▶ **SOURCE TEXT**:
Update on the comment by usul. The algorithm is now described here: https://chasolver.org/FUN22-full.pdf

It combines a search of variations with a dedicated mechanism for identifying blocked positions such as: https://lichess.org/hPiwD75i#97

I just learned of an engine that analyzes chess positions to determine if checkmate by one side is impossible: https://elrubiongamma.ddns.net/chess-unwinnability-analyzer/about.html

So you can solve this problem in practice by running the algorithm for both sides.

It is called the Chess Unwinnability Analyzer 2. The source code is available here: https://github.com/miguel-ambrona/D3-Chess

I don't see a description of how the algorithm works, but it seems to be roughly based on brute force. There is a faster mode that is not quite as accurate. If someone knows more about the algorithm, please expand this answer!

Here is an interesting example position linked by the author where checkmate is impossible, but it's not immediately obvious (I've put this in the question now as a motivating example): https://lichess.org/bKHPqNEw#81

Well, this is really 3 questions, not sure I am answering everything here.

But there is an 'algorithm' for this problem, but it is NP complete, that is basically brute force in essence although you can make some Optimizations. This is basically the table base generating algorithm. Of course with large number of pieces this becomes difficult to apply, even for a single position.

This Rule is basically there, so you can claim a draw in positions that are obviously drawn such as bishop and king vs lone king with no pawn and similar positions.

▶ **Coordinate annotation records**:
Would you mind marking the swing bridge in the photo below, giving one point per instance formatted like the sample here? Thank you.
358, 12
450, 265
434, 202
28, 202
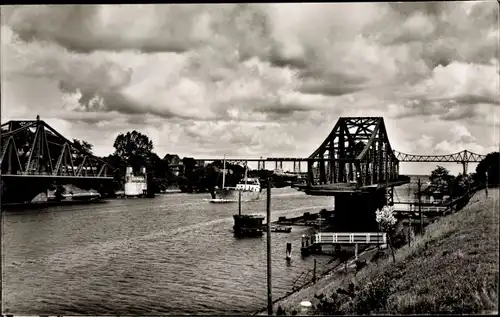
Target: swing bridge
355, 157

▶ **REQUIREMENT A**: In the chess forum text, what is the name of the engine that determines whether checkmate by one side is impossible?
▶ **REQUIREMENT B**: Reproduce the chess forum text word for word, starting at "I just learned" and ending at "for both sides.".

▶ **WORKED ANSWER A**: Chess Unwinnability Analyzer 2

▶ **WORKED ANSWER B**:
I just learned of an engine that analyzes chess positions to determine if checkmate by one side is impossible: https://elrubiongamma.ddns.net/chess-unwinnability-analyzer/about.html

So you can solve this problem in practice by running the algorithm for both sides.